Text section:
Flash! the secret's out

DN Staff

October 7, 1996

11 Min Read
Flash! the secret's out

Engine-control units, airbag-deployment systems, antilock brakes, and audio systems can all contain flash memory, but you won't hear much about these systems. Car makers still regard the use of flash as a company secret. The advantages are that great.

Fine tuning engine control. Delco Electronics Corp., Kokomo, IN, uses flash memory in its engine-control unit (ECU). An ECU electronically controls the ratio of air and fuel during combustion. It optimizes fuel economy and performance while also reducing fuel emissions.

"Our first ECU with flash was a mainstream General Motors application first introduced in 1993. Flash is or will be in all our current and future ECU products for GM," says Dick Harrison, a technical fellow at Delco.

Delco engineers previously used a UV-erasable ROM for the engine-control unit. It held the software and calibrations for the engine-control computers, but was only updatable in special remanufacturing shops. Technicians had to replace a repluggable assembly in the ECU--they could not erase or reprogram the memory at the dealership. Flash proved a cost-effective approach because it eliminated access covers so that dealers wouldn't have to open up the engine controller to upgrade the memory contents--they could do it electronically via a cable.

Why update the memory? One reason: GM engineers might determine they can solve a driveability complaint or problem by releasing new engine calibrations. With flash, all technicians have to do is plug a connector in a vehicle's test port. With the proper equipment, they can electronically reprogram the flash without touching the engine-control module.

Directives:
1. Answer these questions using the flash memory article:
(a) What does an ECU electronically control during combustion?
(b) In what year was Delco's first ECU with flash introduced?
(c) What type of memory did Delco engineers use for the engine-control unit before flash?
2. Translate this sentence from the flash memory article into Spanish: "Car makers still regard the use of flash as a company secret."
The listing that follows the flash memory article has no connection to it.

[Point-based annotation data]

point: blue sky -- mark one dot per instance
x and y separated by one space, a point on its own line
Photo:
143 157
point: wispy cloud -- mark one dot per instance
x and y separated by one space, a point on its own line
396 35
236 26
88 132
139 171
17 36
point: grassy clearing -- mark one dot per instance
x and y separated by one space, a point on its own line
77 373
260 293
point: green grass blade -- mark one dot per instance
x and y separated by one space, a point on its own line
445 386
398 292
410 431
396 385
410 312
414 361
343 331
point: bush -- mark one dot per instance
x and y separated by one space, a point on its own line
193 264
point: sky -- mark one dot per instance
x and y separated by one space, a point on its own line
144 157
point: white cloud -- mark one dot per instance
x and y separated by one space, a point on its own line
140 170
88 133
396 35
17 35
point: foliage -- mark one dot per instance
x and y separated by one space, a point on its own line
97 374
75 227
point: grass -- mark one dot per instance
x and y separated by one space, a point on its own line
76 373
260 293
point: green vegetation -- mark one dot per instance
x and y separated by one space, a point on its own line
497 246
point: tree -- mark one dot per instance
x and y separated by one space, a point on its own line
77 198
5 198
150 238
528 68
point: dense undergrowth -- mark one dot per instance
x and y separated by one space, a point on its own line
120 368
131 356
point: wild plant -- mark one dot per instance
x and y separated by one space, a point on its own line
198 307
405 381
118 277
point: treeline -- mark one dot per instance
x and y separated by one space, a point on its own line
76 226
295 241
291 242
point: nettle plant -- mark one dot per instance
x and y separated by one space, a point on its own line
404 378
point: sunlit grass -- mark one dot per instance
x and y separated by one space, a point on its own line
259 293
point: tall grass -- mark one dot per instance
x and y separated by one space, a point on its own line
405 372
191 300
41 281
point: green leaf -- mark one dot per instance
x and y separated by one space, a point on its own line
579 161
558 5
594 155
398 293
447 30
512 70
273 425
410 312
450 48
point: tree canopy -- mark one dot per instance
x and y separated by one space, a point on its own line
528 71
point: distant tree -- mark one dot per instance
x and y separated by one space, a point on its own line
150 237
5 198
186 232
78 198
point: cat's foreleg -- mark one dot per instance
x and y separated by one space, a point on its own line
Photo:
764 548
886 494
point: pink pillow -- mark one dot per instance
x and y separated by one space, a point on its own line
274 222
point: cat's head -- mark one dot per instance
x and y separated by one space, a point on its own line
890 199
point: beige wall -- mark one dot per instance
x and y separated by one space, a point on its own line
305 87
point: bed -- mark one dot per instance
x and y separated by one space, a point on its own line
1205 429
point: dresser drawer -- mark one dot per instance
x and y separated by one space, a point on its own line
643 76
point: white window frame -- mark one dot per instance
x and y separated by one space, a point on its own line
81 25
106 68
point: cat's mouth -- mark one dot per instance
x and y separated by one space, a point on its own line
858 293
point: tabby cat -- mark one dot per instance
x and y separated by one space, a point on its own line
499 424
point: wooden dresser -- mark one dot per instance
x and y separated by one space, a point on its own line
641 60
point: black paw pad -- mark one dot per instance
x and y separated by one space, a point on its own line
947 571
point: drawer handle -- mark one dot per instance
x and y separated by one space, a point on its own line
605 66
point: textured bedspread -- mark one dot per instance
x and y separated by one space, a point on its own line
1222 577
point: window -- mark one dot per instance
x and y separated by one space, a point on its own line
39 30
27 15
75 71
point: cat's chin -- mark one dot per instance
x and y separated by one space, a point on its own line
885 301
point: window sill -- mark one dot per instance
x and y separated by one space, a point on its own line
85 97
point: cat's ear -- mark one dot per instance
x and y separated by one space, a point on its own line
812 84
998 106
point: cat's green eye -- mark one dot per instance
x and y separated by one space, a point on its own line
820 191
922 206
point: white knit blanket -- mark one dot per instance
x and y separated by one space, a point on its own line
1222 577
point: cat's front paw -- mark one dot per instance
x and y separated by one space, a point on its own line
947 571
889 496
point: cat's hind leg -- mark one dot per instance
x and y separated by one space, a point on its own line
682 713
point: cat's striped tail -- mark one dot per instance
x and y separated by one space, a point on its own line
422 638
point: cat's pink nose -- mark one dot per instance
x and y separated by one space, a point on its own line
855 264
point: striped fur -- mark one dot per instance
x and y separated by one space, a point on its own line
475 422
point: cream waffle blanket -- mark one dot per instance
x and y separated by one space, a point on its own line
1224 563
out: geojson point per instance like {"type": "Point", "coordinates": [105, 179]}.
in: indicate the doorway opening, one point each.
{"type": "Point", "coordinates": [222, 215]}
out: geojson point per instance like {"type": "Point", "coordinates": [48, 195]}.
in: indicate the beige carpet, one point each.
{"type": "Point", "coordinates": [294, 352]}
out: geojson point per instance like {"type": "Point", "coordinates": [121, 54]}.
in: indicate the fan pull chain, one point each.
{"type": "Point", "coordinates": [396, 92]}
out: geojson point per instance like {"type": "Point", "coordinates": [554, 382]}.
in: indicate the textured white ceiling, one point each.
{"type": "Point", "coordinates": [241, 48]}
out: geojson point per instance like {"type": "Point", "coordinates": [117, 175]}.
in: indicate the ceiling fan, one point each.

Answers provided:
1.
(a) The ratio of air and fuel.
(b) 1993.
(c) A UV-erasable ROM.

2. Los fabricantes de automóviles aún consideran el uso de la memoria flash un secreto de la empresa.